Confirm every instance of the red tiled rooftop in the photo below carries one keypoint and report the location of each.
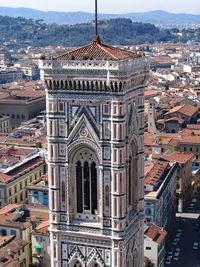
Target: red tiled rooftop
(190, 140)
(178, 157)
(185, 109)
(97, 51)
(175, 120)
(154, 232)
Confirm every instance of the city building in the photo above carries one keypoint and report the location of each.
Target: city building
________
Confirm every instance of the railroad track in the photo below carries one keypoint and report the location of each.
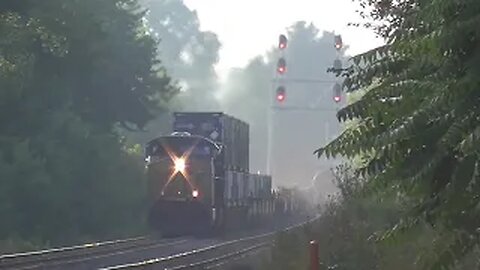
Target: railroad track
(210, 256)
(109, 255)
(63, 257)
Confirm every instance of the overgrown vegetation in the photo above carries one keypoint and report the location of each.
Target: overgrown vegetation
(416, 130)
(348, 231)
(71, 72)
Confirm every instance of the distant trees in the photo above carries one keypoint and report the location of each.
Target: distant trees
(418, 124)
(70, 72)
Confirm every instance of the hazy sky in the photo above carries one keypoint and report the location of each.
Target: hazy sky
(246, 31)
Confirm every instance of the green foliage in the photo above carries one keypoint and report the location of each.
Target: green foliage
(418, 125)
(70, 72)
________
TASK OBJECTIVE
Copy the listing word for word, starting at the line containing "Confirm every instance of the red" and ending at the line containing "Target: city building", with both of those lines included. Leave the pictures out.

OUTPUT OF THE TASK
Confirm every instance of the red tiled rooftop in the photo below carries one keypoint and report the location of each.
Target: red tiled rooftop
(190, 140)
(178, 157)
(185, 109)
(97, 51)
(175, 120)
(154, 232)
Confirm every instance of the city building in the photo above carries one keypoint and report the location of each.
Target: city building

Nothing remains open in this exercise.